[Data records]
-------------------------
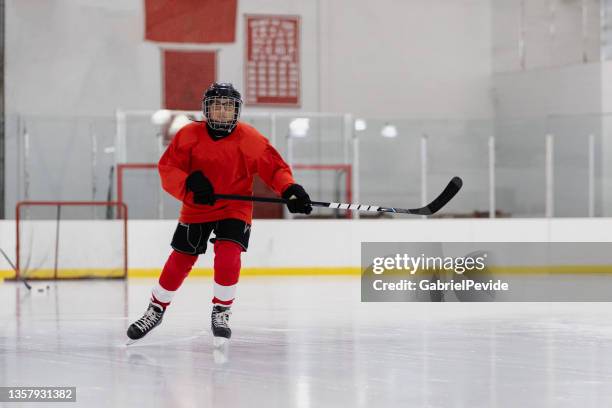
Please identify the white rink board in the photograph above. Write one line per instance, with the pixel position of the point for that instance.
(334, 243)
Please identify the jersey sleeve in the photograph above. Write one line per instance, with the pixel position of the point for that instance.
(273, 170)
(174, 166)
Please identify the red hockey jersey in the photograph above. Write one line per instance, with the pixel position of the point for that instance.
(229, 163)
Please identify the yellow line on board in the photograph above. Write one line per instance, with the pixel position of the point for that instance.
(154, 272)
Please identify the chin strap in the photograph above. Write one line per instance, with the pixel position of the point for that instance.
(217, 133)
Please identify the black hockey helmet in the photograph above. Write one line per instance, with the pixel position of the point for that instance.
(222, 95)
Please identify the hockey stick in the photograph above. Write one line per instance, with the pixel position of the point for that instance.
(25, 282)
(440, 201)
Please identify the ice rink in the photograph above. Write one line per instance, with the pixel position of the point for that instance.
(303, 342)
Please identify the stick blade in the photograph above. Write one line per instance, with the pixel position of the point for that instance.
(445, 196)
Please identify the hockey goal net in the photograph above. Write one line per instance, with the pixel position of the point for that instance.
(138, 186)
(71, 239)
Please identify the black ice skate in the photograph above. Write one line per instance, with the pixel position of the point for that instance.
(220, 324)
(151, 319)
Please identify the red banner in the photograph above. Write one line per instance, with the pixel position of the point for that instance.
(272, 67)
(191, 21)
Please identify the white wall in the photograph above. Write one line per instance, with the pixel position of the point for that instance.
(418, 58)
(326, 243)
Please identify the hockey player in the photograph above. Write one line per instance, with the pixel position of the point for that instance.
(219, 155)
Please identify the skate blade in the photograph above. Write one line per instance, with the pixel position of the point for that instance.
(220, 341)
(131, 341)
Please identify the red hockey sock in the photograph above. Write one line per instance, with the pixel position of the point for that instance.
(227, 271)
(175, 271)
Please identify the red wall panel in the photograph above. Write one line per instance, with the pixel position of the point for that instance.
(272, 54)
(191, 21)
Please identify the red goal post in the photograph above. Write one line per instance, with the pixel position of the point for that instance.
(71, 239)
(347, 169)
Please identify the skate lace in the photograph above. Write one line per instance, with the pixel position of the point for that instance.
(221, 319)
(148, 320)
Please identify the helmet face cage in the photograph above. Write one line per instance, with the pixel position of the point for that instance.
(222, 112)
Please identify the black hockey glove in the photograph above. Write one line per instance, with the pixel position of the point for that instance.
(203, 192)
(298, 199)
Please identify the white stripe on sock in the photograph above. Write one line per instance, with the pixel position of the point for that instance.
(162, 294)
(224, 293)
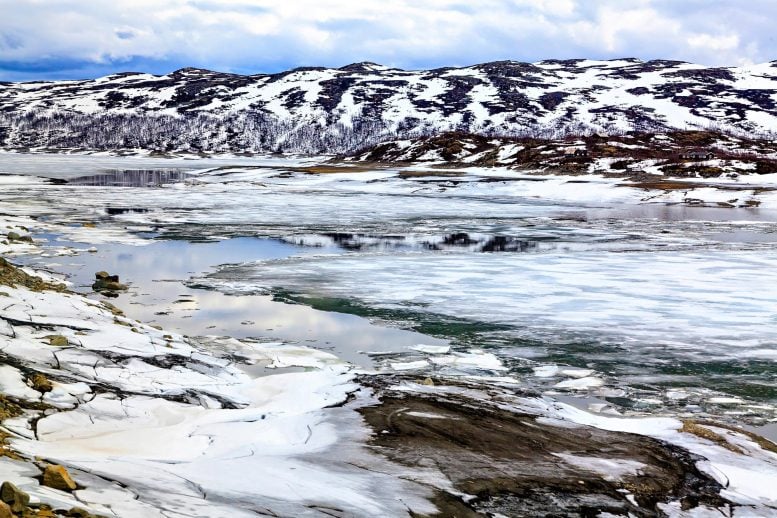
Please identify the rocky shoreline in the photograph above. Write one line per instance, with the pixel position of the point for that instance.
(148, 422)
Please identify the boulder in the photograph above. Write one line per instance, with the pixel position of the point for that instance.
(56, 476)
(14, 497)
(41, 383)
(107, 282)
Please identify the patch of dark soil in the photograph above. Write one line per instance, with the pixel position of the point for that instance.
(515, 466)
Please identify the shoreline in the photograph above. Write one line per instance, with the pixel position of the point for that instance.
(410, 404)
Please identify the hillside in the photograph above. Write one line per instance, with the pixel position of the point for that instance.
(679, 154)
(316, 110)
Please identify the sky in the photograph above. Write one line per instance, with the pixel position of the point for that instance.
(72, 39)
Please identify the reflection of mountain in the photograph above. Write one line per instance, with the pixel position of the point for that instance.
(198, 109)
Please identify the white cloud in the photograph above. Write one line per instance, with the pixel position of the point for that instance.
(257, 35)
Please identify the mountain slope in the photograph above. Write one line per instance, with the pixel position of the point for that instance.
(346, 107)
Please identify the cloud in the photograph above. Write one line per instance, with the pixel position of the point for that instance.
(70, 37)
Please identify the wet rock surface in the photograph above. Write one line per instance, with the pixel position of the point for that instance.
(514, 465)
(105, 282)
(57, 477)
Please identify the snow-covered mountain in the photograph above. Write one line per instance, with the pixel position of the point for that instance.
(320, 109)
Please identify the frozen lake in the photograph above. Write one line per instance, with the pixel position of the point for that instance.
(577, 288)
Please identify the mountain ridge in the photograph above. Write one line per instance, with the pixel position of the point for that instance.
(371, 102)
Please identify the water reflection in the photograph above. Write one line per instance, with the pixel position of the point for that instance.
(131, 178)
(157, 296)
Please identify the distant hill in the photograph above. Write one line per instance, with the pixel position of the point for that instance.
(336, 110)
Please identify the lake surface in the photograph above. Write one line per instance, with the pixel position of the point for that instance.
(650, 308)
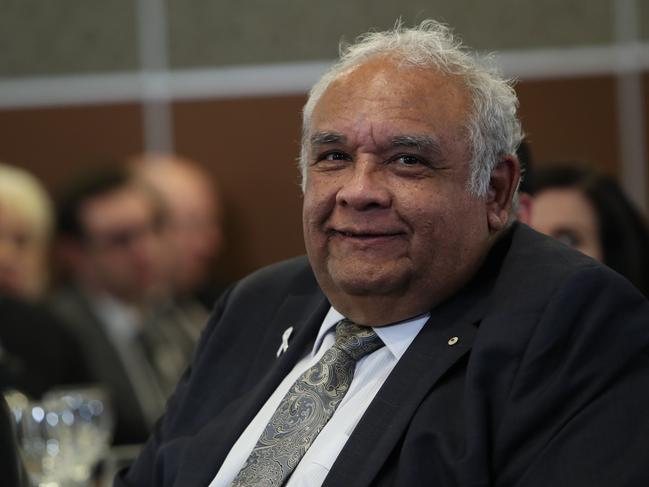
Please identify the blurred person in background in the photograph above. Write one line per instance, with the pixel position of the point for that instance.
(110, 247)
(36, 351)
(26, 214)
(590, 212)
(194, 230)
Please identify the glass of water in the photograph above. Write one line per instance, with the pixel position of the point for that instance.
(63, 436)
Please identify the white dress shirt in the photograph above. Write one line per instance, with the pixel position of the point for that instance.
(370, 373)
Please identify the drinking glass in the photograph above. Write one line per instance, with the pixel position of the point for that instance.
(62, 437)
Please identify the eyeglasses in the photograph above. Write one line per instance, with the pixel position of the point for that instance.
(122, 238)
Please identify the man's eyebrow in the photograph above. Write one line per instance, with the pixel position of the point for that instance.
(323, 138)
(423, 143)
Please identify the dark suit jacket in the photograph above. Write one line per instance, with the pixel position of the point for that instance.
(547, 385)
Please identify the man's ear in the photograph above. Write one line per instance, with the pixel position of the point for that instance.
(502, 187)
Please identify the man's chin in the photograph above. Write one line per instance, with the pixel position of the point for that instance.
(366, 282)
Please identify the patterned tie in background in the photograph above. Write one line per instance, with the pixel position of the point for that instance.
(306, 408)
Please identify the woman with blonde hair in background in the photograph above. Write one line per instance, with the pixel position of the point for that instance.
(25, 231)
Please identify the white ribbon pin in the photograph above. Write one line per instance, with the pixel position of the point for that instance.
(285, 336)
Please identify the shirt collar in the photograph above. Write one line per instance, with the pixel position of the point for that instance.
(397, 337)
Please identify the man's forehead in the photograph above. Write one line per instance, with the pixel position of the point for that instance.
(421, 142)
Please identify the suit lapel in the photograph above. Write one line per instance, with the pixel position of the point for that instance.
(304, 314)
(445, 339)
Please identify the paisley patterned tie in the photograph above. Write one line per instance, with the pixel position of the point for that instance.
(306, 408)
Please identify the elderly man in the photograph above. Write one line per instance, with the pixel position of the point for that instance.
(424, 341)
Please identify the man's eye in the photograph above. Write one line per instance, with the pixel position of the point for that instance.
(408, 160)
(334, 156)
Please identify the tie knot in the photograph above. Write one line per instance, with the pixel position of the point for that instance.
(357, 341)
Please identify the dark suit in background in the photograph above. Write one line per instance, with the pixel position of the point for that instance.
(36, 350)
(548, 383)
(138, 373)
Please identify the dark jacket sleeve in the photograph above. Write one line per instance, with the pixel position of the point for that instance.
(578, 410)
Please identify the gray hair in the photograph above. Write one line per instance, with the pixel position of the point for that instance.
(493, 128)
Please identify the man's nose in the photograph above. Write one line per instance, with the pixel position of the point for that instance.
(364, 187)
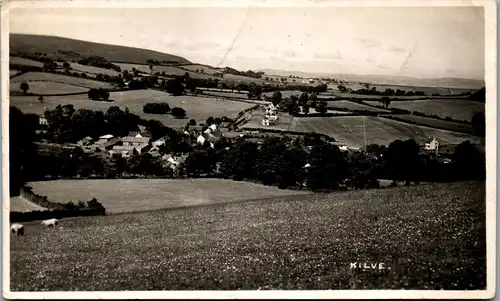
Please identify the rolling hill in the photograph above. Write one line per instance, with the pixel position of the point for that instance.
(387, 80)
(71, 49)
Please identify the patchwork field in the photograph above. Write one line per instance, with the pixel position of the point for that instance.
(349, 130)
(90, 69)
(458, 109)
(43, 88)
(198, 108)
(429, 237)
(194, 67)
(436, 123)
(22, 61)
(427, 90)
(58, 78)
(352, 106)
(20, 204)
(129, 195)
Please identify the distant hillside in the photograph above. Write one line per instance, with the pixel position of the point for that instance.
(70, 49)
(479, 95)
(388, 80)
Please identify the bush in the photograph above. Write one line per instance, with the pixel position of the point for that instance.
(156, 108)
(178, 112)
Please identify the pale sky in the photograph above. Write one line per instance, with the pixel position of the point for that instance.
(427, 42)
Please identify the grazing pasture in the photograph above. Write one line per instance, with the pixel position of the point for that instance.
(198, 108)
(42, 88)
(352, 106)
(436, 123)
(429, 237)
(427, 90)
(20, 204)
(58, 78)
(25, 62)
(124, 195)
(456, 108)
(206, 70)
(90, 69)
(349, 130)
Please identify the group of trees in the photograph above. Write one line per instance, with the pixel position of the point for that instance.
(98, 94)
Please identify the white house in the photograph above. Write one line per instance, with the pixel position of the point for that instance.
(200, 139)
(432, 144)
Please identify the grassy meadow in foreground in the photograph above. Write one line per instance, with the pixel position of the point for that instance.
(149, 194)
(428, 236)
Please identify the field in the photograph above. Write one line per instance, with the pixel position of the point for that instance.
(22, 61)
(198, 108)
(425, 241)
(169, 70)
(206, 70)
(458, 109)
(20, 204)
(42, 88)
(153, 194)
(52, 46)
(349, 130)
(427, 90)
(436, 123)
(58, 78)
(352, 106)
(90, 70)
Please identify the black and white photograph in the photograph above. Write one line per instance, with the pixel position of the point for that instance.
(248, 149)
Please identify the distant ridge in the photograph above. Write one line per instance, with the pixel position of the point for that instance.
(52, 45)
(388, 80)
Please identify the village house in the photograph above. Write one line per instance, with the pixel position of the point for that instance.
(134, 141)
(85, 141)
(432, 144)
(42, 120)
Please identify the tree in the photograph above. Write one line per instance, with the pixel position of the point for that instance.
(66, 66)
(321, 107)
(329, 167)
(175, 87)
(277, 97)
(178, 112)
(386, 101)
(24, 87)
(479, 124)
(305, 109)
(303, 99)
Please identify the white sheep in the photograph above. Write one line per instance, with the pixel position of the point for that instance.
(17, 229)
(50, 222)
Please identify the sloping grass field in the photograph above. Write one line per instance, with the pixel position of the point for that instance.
(349, 130)
(456, 108)
(352, 106)
(153, 194)
(58, 78)
(20, 204)
(42, 88)
(436, 123)
(25, 62)
(428, 237)
(198, 108)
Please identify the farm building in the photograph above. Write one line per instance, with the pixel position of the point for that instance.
(123, 151)
(160, 142)
(43, 120)
(105, 138)
(85, 141)
(432, 144)
(135, 141)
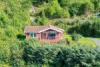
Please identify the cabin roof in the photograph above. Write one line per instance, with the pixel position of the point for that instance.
(38, 29)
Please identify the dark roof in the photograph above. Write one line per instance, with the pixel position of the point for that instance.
(39, 29)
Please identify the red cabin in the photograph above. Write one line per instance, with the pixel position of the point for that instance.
(48, 33)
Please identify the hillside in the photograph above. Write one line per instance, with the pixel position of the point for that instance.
(79, 18)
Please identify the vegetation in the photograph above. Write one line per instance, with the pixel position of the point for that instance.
(76, 17)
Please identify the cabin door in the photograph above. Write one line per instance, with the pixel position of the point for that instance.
(43, 35)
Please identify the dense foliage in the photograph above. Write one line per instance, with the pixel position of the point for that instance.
(17, 52)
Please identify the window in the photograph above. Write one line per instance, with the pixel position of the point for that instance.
(51, 35)
(33, 35)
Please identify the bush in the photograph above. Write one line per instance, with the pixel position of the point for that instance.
(82, 56)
-------------------------
> PROBLEM DESCRIPTION:
Give again, word for word, every line from the one holding "Please identify the vegetation" to the end of the data.

> EXERCISE RESPONSE:
Please identify the vegetation in the photograph above. Write one line per instance, with the pixel position of the point for that instance.
(76, 17)
Please identify the cabin door in the photograph above. Write one line per instance, with the pixel position of the point for that instance.
(43, 35)
Please identify the dense foliage in the photograph above. Write one line per instance, with the pixel position of the point for that instance.
(17, 52)
Please identify the window in the photograph above. Write one line per instance, with the pixel position of the point for that instance.
(51, 35)
(33, 35)
Please identify the bush in the photograph above. Write one line per instance, with the pixel position of the point for that instance.
(82, 56)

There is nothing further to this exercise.